▶ _YOUR OBJECTIVE_: In the entries that follow, how many lines contain "wooden"? Answer with the number only.

▶ _SUPPLIED MATERIAL_:
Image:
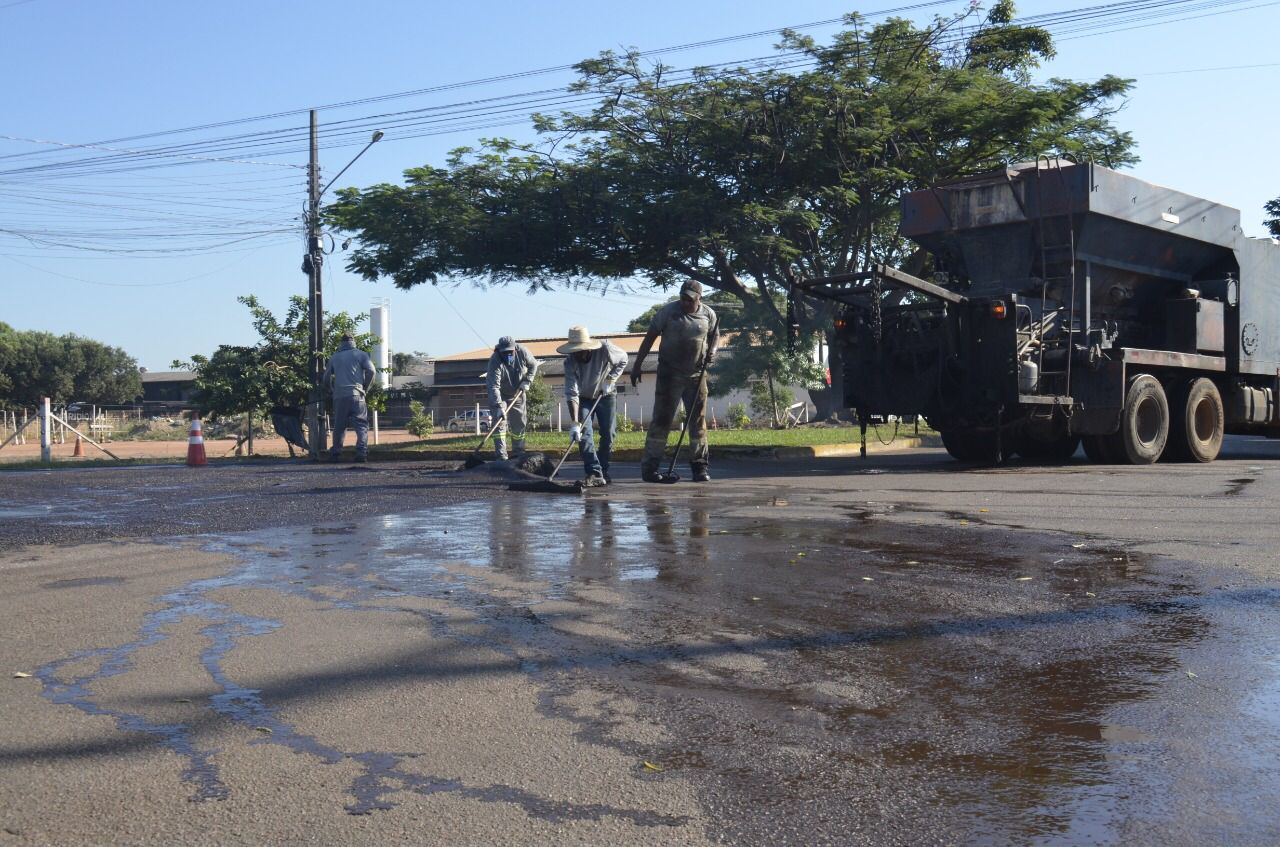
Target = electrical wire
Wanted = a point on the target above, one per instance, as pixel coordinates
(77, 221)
* * *
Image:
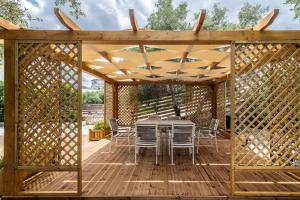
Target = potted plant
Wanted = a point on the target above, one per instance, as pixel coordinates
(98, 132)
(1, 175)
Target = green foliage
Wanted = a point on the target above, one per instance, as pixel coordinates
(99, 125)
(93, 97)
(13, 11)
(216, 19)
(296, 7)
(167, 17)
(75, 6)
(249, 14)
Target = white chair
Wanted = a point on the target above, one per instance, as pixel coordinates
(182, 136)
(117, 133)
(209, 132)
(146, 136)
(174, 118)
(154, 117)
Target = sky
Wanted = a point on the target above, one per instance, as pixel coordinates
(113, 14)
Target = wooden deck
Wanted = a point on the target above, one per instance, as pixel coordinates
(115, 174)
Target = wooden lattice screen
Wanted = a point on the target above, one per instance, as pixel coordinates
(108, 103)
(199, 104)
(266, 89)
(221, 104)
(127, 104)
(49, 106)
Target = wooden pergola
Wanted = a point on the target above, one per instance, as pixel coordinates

▶ _EXERCISE ANSWER_: 3